> EXERCISE GOAL
Switch "railing" to "fence" in the listing lines starting at the top of the listing and ending at the line containing "[(290, 519), (414, 443), (329, 261), (162, 353)]", leaving everything else unchanged. Give back only those lines.

> ENTRIES SHOWN
• • •

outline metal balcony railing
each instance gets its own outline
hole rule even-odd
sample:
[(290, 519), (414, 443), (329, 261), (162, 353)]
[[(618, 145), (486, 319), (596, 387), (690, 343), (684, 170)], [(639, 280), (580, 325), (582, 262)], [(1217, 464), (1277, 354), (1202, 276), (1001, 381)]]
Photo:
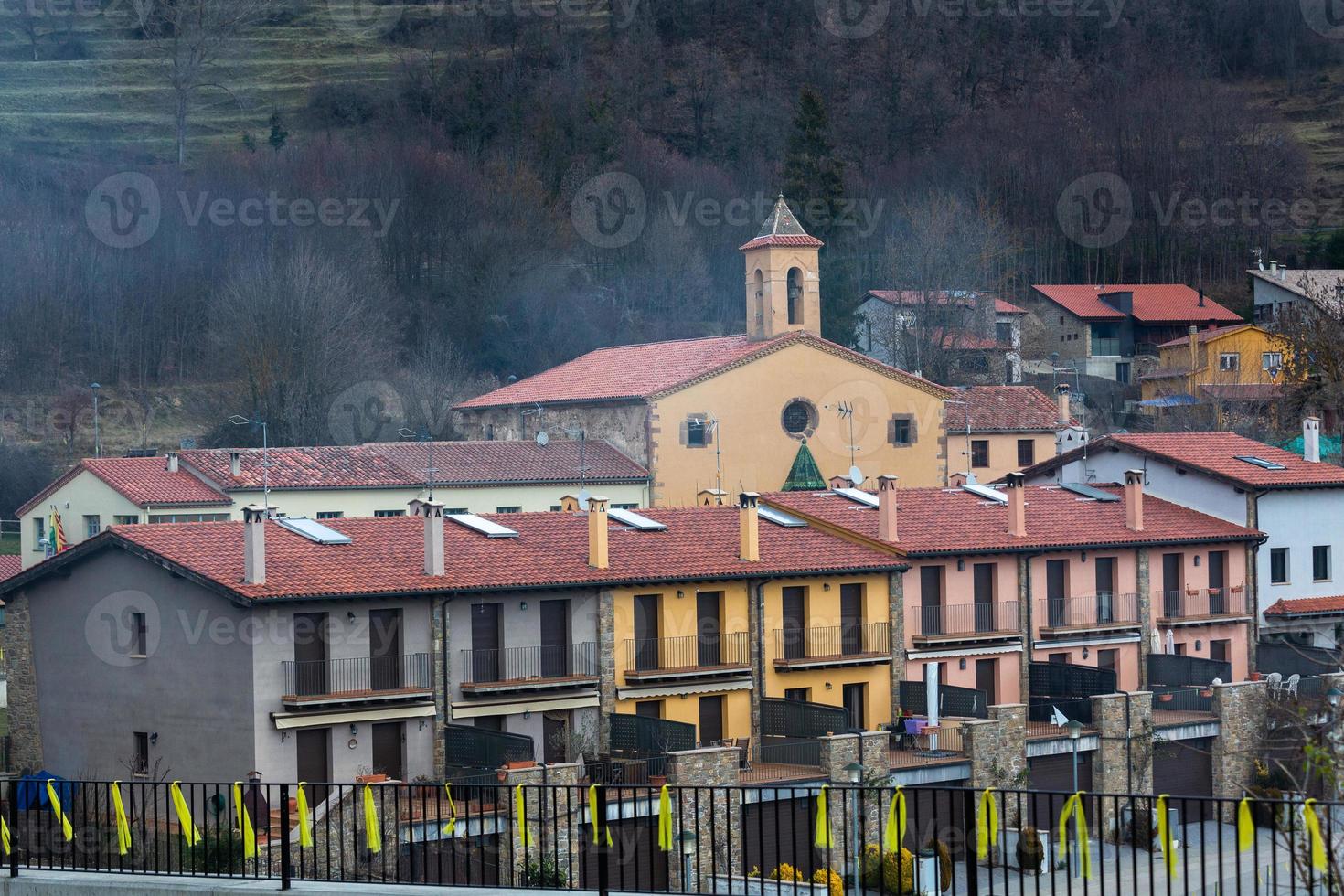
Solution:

• • •

> RESPONSE TO THE EXERCISE
outline metal balcony fence
each instance gets its own outline
hole rule even-odd
sample:
[(290, 519), (414, 443), (329, 261), (162, 353)]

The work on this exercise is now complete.